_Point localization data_
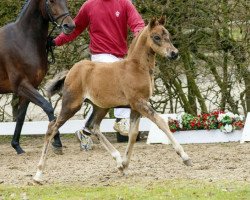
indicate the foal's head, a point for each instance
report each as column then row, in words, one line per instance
column 58, row 14
column 159, row 39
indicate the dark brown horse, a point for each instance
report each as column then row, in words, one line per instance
column 23, row 57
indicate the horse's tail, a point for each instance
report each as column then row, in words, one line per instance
column 56, row 84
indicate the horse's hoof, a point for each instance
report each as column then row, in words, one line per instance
column 37, row 178
column 38, row 181
column 187, row 162
column 57, row 150
column 20, row 151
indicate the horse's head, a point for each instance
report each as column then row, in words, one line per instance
column 159, row 39
column 58, row 14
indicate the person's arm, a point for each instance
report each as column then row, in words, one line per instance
column 81, row 22
column 135, row 21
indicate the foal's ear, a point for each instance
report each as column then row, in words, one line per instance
column 152, row 23
column 162, row 20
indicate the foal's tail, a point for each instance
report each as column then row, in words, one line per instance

_Your instructions_
Display each line of the data where "head" occurs.

_Finished exercise_
indicate the foal's head, a point for each instance
indicate the horse's head, a point for each instance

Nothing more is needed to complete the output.